BEGIN
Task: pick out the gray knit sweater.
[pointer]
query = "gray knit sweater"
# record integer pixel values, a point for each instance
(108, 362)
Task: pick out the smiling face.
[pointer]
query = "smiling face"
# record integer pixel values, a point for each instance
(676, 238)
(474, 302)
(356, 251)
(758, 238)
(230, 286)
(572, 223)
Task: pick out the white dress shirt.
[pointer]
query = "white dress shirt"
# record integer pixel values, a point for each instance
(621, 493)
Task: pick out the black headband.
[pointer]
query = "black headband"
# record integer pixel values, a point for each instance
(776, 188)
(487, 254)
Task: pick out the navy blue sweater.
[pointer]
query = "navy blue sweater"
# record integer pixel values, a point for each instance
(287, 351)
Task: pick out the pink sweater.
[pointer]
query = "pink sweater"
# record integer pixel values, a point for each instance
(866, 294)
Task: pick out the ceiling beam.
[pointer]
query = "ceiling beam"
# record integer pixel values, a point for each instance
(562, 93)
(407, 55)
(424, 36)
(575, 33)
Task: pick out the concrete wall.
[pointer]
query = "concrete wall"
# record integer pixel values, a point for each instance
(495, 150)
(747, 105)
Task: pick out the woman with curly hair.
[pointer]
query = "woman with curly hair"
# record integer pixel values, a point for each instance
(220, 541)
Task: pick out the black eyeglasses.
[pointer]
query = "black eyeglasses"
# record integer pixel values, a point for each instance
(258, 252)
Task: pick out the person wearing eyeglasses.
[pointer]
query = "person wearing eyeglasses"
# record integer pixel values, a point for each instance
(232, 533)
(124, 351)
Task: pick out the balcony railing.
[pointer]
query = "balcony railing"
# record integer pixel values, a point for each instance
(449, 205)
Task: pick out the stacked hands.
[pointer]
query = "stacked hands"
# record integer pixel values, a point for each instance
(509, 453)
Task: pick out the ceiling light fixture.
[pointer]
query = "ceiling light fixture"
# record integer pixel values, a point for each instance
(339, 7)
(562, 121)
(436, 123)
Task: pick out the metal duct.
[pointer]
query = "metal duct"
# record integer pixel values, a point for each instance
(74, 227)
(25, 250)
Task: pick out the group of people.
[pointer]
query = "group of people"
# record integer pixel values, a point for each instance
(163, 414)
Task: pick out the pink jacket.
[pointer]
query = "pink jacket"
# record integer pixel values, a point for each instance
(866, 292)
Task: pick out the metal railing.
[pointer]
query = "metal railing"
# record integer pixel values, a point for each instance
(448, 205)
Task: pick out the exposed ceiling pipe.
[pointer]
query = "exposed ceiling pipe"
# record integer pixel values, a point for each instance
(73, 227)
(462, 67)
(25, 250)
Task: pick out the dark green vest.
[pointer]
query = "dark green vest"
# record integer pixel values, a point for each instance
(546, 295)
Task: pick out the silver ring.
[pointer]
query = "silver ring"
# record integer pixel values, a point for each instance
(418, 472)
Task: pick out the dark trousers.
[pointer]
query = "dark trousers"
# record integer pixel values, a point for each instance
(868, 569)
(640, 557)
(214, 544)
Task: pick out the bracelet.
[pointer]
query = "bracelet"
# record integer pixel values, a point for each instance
END
- Exercise description -
Tally how many lines include "bracelet" in the listing above; reply with the number only.

- Exercise output -
2